[SET PROBLEM] Please reproduce everything from the line containing "Locate one point per instance of the woman in" down to the line containing "[(1096, 523), (553, 374), (207, 614)]", both lines and all requests included. Multiply each coordinate in the answers by 0.75 and round to whole numbers, with halves rounded up.

(Dataset items about object locations)
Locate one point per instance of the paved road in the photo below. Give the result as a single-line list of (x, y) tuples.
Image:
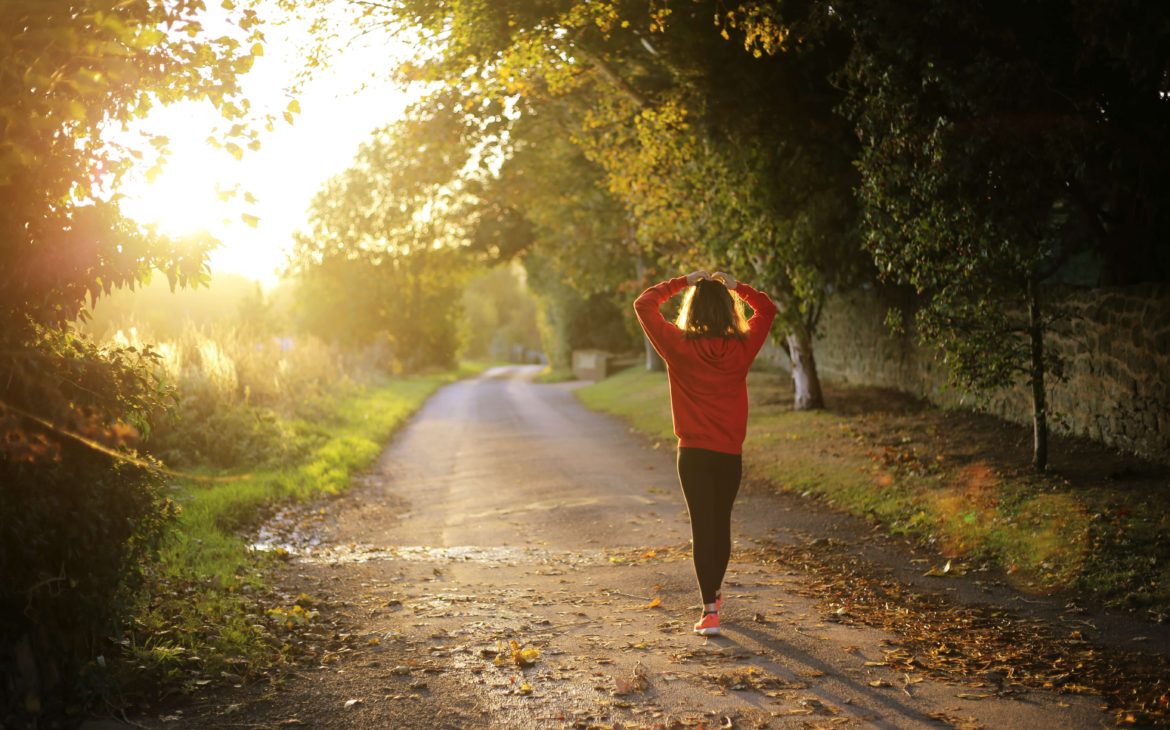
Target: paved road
[(506, 511)]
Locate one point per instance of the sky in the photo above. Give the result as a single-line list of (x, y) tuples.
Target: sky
[(339, 108)]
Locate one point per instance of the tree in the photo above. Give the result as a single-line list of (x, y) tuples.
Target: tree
[(379, 264), (663, 105), (998, 143)]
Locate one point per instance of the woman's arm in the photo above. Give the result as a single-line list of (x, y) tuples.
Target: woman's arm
[(648, 309)]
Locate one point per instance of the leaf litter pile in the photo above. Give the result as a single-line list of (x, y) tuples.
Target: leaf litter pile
[(963, 641)]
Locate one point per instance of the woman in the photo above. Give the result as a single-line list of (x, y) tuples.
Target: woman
[(707, 353)]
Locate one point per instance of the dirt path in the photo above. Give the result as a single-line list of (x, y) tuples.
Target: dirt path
[(507, 512)]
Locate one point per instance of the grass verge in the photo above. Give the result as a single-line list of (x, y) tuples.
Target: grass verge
[(1096, 523), (553, 374), (207, 614)]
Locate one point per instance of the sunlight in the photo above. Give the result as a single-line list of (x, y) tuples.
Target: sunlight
[(184, 198)]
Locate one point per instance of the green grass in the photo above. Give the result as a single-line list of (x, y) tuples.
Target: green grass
[(206, 611), (553, 374), (895, 466)]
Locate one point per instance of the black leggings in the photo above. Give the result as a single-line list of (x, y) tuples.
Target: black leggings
[(710, 481)]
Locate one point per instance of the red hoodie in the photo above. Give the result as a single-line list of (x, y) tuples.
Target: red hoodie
[(708, 374)]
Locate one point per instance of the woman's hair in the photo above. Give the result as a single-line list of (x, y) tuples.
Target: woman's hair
[(710, 310)]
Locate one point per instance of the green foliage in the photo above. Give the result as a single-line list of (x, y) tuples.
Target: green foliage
[(992, 153), (69, 74), (76, 535), (76, 524), (206, 611), (573, 321)]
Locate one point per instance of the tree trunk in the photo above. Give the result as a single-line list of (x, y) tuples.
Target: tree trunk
[(804, 371), (653, 362), (1039, 401)]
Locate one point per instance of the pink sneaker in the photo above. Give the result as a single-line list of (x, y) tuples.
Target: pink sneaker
[(708, 626)]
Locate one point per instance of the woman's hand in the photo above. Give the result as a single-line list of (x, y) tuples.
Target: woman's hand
[(724, 279)]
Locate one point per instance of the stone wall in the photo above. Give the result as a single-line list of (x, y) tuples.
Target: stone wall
[(1115, 348)]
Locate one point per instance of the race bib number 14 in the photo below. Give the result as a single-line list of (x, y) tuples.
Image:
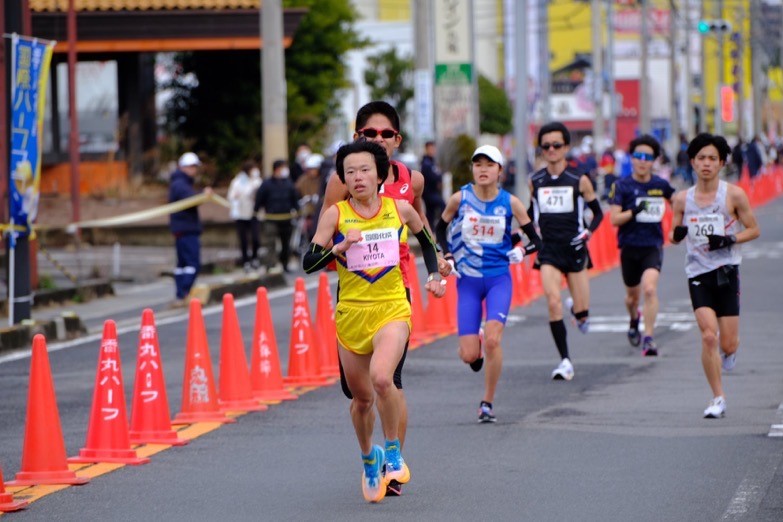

[EXPECTED ANSWER]
Locate one point per instance of the woman in the photo above. Give the result as a single-line list of (x, y) tuples.
Target: woman
[(530, 265)]
Locate one point per instance of the dirt path in the photo above. Give the result as a single-line list of (x, y) tuples.
Target: dirt path
[(380, 384)]
Locate one point per instance of the grass verge in the photo above. Give the result as a single-line list of (x, y) tuples.
Target: grass verge
[(822, 392), (415, 281), (155, 461)]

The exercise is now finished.